Aim: List each line of the data below that contains the string "plastic", copying every such line in full. Case counts.

Items:
###
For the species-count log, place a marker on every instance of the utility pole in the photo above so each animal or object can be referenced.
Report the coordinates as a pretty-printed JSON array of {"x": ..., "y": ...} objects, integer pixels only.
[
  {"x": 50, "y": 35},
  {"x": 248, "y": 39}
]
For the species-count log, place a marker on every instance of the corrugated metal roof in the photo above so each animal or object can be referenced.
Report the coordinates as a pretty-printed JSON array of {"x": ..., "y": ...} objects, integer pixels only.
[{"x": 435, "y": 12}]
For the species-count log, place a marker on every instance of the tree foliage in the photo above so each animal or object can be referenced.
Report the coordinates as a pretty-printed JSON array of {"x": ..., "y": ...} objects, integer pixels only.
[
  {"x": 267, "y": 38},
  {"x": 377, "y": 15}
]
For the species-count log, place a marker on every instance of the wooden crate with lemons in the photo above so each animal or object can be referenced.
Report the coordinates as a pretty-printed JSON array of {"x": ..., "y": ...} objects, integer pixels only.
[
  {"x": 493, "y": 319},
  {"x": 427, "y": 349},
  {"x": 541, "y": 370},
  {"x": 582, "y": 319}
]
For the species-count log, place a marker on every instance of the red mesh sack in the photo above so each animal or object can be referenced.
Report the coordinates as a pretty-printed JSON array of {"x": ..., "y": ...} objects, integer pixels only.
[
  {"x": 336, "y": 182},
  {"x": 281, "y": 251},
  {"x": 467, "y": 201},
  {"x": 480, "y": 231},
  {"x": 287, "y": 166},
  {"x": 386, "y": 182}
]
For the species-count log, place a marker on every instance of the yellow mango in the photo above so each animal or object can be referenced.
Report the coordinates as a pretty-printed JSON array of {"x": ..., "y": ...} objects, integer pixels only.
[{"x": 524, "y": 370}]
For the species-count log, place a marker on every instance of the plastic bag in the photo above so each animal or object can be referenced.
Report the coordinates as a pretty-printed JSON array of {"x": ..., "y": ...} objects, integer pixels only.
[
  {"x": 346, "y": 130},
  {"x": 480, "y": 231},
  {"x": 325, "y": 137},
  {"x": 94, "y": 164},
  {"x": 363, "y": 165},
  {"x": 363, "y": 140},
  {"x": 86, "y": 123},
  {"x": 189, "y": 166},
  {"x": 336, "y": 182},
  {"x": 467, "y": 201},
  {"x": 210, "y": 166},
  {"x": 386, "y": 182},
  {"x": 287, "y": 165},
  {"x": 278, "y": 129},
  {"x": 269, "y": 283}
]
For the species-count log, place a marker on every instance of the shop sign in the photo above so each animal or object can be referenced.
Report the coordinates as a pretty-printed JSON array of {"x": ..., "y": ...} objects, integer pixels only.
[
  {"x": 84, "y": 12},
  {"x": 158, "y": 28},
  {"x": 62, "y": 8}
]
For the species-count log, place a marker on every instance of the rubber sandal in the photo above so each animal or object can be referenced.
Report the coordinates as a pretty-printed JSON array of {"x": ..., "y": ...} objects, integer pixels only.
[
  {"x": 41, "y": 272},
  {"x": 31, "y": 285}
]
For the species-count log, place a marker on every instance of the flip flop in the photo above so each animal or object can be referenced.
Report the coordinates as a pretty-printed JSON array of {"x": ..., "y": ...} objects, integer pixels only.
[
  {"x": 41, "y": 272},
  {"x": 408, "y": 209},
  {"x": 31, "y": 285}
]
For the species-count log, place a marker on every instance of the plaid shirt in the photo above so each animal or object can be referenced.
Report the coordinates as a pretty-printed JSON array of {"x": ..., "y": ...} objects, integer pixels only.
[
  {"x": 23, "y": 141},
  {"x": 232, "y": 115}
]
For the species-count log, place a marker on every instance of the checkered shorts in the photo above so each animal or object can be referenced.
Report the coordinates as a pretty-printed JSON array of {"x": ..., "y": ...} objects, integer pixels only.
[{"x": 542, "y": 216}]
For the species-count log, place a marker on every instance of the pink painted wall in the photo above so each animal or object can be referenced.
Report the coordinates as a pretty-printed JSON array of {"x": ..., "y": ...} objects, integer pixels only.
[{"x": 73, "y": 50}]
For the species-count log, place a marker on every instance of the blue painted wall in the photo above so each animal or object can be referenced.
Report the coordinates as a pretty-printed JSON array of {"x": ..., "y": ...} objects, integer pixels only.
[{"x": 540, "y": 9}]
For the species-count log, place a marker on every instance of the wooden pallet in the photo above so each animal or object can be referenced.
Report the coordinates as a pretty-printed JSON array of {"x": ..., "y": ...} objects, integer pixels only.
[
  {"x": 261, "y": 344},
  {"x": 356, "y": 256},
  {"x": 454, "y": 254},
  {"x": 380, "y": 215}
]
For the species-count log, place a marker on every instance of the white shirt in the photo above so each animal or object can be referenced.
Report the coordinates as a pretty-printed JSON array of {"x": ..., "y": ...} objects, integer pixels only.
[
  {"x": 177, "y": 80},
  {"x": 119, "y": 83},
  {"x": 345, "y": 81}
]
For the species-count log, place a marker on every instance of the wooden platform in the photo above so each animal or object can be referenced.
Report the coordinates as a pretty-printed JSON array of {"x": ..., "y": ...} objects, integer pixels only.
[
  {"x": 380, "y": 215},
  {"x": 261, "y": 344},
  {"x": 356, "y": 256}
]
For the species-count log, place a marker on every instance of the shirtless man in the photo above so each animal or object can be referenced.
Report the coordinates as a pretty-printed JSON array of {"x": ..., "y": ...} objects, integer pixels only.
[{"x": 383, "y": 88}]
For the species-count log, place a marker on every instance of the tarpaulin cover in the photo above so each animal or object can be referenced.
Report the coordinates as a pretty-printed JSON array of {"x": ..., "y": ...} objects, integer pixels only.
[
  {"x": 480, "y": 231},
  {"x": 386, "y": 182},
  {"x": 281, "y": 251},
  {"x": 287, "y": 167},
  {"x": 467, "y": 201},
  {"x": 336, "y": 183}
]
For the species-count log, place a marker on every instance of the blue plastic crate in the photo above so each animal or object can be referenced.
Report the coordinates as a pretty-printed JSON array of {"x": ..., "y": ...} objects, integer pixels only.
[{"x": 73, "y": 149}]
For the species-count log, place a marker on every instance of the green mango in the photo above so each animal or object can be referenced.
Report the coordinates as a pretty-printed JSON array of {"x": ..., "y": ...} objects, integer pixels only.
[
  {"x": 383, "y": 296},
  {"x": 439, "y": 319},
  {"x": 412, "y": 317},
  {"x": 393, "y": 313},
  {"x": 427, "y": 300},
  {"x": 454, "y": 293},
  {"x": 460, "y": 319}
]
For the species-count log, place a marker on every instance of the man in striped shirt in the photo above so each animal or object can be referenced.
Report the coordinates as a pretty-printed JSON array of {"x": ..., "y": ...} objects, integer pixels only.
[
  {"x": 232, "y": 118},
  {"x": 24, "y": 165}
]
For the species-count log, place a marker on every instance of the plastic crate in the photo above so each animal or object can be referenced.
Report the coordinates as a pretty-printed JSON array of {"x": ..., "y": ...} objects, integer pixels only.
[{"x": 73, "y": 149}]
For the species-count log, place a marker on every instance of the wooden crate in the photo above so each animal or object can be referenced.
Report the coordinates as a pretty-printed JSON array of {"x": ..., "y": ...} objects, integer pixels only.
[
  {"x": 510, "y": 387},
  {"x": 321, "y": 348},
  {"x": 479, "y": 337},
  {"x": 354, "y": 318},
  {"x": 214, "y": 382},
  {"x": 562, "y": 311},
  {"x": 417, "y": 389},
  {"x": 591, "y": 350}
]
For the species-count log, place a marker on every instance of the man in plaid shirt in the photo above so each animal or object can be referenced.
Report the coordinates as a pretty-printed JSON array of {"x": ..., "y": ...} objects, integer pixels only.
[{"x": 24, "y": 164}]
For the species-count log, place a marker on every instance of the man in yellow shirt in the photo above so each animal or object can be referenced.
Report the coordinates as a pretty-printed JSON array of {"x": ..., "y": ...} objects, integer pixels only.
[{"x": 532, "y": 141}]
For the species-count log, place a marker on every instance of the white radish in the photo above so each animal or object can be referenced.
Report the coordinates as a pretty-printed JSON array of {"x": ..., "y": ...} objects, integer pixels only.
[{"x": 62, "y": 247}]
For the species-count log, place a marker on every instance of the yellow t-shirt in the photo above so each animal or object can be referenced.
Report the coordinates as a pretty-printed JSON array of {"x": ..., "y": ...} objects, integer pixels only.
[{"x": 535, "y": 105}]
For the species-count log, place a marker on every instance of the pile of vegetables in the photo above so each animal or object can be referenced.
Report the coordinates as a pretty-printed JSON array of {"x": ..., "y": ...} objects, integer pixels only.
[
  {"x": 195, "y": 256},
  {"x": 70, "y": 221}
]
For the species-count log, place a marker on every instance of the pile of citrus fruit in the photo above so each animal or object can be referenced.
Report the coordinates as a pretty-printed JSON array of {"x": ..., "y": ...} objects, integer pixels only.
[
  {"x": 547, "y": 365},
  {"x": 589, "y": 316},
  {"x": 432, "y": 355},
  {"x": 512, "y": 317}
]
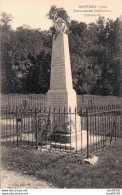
###
Result for this exercise:
For the species-count log, place a marker on every instance of the plastic bag in the photo above so each animal or object can be referenced.
For the species-count log, place a marker on every instance of the blue plastic crate in the photo above so each animal or object can be referenced.
For the species-count log, place a marker on every instance of the plastic crate in the photo above so each animal or object can be referenced.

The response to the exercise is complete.